What is asked:
Beginning at the line with "Practice step: point at the arched entryway", output each line to the end of the listing below exactly, please.

Records supplied:
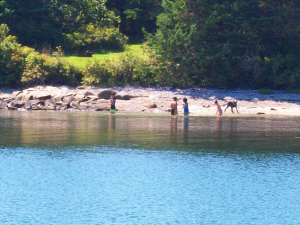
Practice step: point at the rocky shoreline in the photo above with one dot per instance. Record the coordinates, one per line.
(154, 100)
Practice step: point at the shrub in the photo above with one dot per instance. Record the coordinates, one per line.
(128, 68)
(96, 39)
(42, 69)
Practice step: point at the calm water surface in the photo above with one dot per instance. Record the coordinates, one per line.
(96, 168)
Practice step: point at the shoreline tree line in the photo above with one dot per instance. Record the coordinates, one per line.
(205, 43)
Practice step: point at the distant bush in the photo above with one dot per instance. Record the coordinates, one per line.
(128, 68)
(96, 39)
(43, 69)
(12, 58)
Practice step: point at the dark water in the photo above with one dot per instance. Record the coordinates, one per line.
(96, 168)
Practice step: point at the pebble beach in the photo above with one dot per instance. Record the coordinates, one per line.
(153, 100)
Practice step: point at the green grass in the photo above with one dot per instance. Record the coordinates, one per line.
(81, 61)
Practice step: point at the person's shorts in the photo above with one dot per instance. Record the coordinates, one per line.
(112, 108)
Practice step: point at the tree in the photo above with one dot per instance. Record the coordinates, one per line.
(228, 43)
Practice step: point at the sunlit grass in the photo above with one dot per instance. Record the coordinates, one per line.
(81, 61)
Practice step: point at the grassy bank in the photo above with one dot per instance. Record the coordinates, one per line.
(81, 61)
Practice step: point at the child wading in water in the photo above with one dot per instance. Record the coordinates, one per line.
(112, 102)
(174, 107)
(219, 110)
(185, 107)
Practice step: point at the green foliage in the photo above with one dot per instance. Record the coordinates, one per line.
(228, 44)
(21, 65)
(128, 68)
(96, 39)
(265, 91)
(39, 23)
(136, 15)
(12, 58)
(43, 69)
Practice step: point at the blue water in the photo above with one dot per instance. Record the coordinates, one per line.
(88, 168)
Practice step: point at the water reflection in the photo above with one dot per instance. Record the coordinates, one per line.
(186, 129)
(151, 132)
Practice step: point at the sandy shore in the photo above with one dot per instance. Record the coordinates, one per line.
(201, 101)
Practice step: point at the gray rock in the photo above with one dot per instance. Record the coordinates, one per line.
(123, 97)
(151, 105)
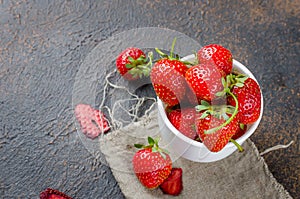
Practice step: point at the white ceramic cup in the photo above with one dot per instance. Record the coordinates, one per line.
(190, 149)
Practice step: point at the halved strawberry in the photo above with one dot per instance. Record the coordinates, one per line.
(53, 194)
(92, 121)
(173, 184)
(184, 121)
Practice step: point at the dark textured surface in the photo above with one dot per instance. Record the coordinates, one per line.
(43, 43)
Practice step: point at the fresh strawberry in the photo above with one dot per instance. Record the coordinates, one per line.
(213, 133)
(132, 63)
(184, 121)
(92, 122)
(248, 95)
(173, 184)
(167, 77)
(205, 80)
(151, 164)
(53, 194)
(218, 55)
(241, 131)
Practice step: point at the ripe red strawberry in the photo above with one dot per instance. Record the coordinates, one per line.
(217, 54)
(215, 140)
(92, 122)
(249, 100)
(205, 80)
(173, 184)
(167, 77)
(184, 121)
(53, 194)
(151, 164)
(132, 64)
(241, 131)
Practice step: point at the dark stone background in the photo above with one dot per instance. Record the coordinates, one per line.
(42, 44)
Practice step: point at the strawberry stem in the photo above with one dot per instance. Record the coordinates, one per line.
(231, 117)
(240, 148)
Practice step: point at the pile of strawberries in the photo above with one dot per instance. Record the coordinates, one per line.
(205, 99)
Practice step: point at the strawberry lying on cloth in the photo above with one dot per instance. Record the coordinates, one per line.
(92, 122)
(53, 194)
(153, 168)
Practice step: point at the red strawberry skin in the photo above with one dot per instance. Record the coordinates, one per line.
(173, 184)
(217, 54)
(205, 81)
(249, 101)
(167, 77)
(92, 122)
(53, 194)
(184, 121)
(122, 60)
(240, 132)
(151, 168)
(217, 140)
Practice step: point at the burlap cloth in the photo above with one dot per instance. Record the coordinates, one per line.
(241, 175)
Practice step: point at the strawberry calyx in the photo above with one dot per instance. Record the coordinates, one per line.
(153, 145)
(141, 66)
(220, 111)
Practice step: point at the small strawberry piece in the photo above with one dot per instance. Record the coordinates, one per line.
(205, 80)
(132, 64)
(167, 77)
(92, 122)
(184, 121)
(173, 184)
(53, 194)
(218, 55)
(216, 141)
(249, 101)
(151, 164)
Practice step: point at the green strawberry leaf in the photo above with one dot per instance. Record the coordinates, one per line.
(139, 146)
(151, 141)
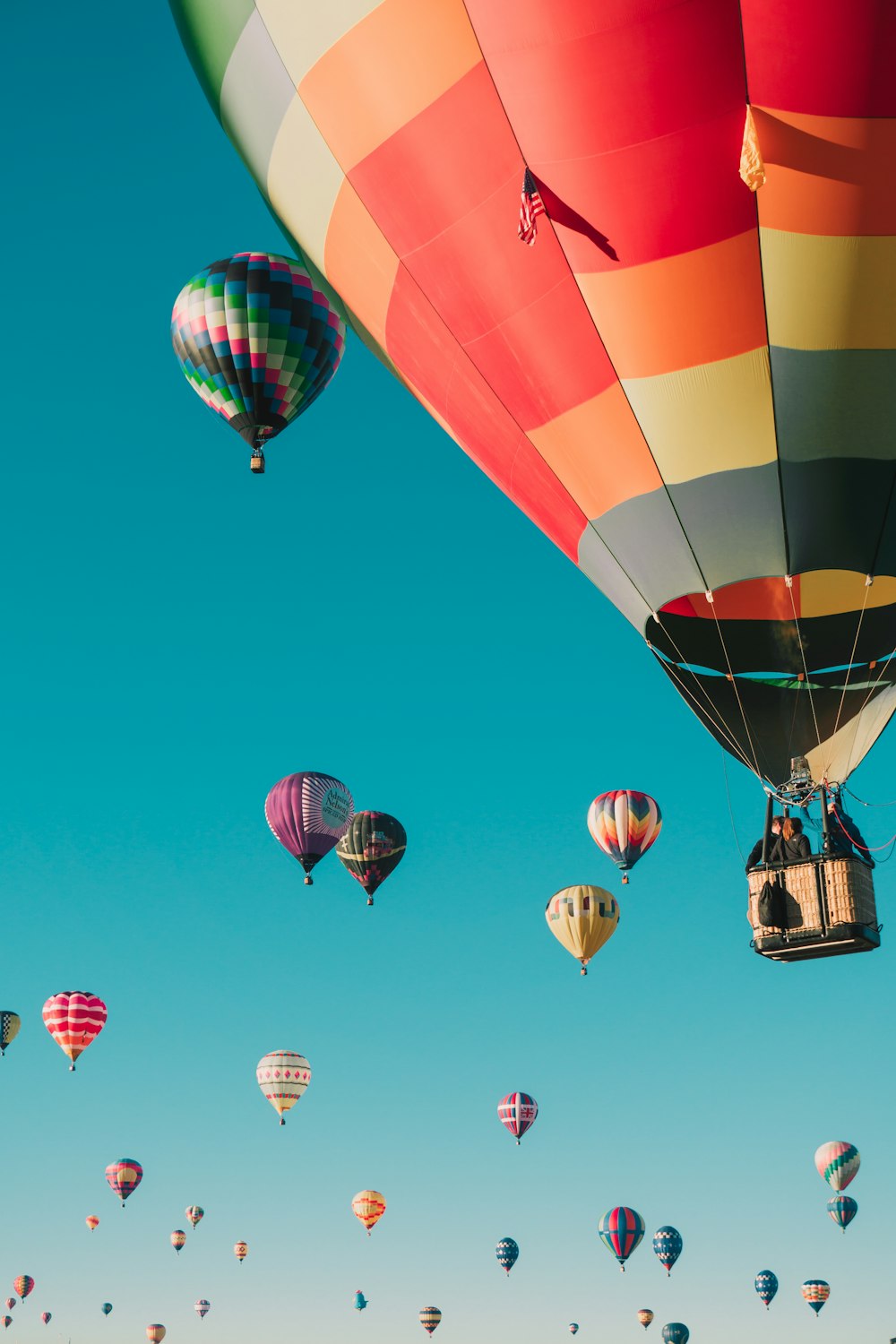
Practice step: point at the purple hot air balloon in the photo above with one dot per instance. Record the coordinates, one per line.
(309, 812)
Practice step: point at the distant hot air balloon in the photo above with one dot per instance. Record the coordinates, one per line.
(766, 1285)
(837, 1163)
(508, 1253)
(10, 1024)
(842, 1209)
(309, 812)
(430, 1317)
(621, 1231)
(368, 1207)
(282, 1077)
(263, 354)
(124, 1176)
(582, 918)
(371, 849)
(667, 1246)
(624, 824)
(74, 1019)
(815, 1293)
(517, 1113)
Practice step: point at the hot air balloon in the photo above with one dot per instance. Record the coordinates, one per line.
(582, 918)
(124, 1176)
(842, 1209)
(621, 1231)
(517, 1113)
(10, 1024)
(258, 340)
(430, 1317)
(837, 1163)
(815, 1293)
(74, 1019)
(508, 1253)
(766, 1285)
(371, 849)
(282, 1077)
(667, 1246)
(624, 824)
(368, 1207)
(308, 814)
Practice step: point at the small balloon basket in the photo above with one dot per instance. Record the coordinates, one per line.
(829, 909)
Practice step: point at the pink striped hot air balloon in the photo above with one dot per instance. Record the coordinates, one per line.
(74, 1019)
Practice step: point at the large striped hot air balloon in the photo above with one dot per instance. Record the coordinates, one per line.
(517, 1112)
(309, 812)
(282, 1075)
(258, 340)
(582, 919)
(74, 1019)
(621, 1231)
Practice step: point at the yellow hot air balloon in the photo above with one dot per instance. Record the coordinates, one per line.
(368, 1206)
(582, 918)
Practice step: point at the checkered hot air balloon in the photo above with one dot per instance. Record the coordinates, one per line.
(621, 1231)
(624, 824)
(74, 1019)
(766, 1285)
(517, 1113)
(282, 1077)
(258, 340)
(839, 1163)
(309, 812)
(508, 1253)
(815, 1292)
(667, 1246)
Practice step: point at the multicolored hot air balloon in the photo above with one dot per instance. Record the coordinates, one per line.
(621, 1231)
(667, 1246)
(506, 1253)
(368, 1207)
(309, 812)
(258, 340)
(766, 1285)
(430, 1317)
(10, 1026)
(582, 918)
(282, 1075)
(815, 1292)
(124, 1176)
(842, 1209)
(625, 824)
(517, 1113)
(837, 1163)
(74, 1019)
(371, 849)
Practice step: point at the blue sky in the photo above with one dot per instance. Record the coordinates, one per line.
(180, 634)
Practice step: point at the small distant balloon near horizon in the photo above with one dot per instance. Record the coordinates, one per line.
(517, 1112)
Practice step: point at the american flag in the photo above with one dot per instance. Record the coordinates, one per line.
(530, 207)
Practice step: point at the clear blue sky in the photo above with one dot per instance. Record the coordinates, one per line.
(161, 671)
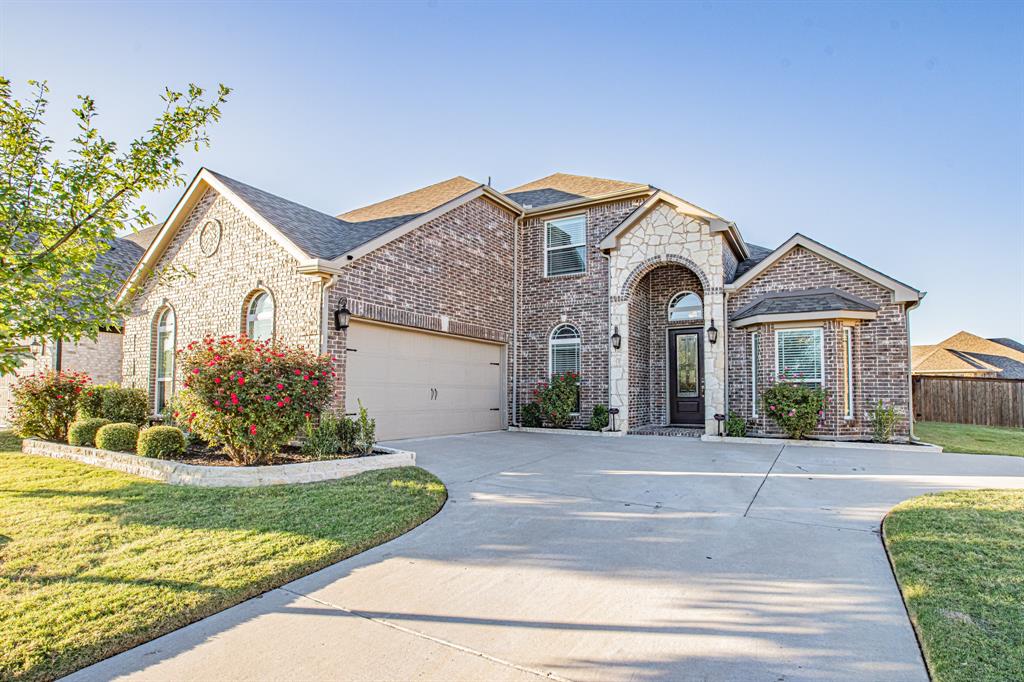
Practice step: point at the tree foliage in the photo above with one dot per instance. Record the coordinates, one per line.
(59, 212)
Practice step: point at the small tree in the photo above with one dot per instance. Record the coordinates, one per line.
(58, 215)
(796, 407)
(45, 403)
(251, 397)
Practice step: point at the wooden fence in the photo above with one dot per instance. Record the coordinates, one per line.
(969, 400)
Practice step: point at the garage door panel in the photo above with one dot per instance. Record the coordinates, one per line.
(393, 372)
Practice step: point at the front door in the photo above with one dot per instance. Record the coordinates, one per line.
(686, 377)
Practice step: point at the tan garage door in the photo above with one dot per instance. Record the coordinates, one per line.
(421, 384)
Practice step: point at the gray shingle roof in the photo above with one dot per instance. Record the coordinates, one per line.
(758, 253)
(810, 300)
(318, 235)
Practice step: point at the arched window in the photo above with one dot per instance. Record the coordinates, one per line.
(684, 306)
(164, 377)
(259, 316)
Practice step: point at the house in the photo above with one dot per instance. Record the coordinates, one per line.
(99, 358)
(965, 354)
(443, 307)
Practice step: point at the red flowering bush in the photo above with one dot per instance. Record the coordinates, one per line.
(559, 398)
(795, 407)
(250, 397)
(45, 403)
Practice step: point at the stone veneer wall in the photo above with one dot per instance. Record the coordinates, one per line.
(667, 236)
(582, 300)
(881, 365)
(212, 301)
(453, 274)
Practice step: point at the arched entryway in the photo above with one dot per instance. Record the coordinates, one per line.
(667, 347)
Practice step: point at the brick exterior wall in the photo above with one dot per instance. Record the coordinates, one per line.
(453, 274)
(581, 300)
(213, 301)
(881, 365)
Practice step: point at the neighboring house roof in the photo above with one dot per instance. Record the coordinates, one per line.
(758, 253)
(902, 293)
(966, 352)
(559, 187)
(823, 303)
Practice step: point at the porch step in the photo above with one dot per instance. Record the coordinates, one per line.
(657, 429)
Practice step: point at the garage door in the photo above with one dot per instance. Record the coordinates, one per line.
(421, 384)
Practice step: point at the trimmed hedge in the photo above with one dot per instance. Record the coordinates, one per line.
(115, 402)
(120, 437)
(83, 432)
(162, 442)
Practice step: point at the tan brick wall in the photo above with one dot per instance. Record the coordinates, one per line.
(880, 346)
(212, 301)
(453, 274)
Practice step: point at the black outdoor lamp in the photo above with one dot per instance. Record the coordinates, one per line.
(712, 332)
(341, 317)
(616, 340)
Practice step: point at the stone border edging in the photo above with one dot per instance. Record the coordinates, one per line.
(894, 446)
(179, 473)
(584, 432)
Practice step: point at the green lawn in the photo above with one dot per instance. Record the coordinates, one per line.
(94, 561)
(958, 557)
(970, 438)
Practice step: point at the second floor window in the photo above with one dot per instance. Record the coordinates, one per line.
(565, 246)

Final answer:
Practice step: point at the arched entryway in the photo above with one dot per instance. Record the coordinates, one per line.
(667, 347)
Practice step: point at the brick exterior wall in the photo above with one dot per instance. Record the coordinates, one per line.
(453, 274)
(581, 300)
(213, 301)
(881, 365)
Practice step: point at the neighboring house roof in the photo above with one dot per instance. Record the coordinates, one per line.
(758, 253)
(902, 293)
(966, 352)
(559, 187)
(823, 303)
Practice step: point at the porch step in the photo above with one dot per instance. Record the coordinates, one per line.
(657, 429)
Practice step: point at the garage door in the photo above with one dot per instance. Record the coordinates, one per line.
(421, 384)
Practice step: point at the trimmed hedge in the photo above with one dot per instance. Record the coordinates, one per line.
(115, 402)
(120, 437)
(83, 432)
(162, 442)
Practice step: point at the tan brick wall in the photo above with one dot per instance. Record the coordinates, one per line.
(880, 346)
(212, 301)
(453, 274)
Practice step: point at the black outdoor lamp in the photo above with one dot per instance. Record the coordinates, one per line.
(712, 332)
(341, 317)
(616, 340)
Practice step: point at the stone border edging in the photo above with one dot per instance. Record the coordinates, one per line.
(894, 446)
(179, 473)
(584, 432)
Practice step: point at the green lawn in the photo above with one dot per instance. Record the coordinates, one per line.
(94, 561)
(958, 557)
(970, 438)
Practice step: point at the second floor window in the photo above with one dot per instance. Record the coordinates, one per line.
(565, 246)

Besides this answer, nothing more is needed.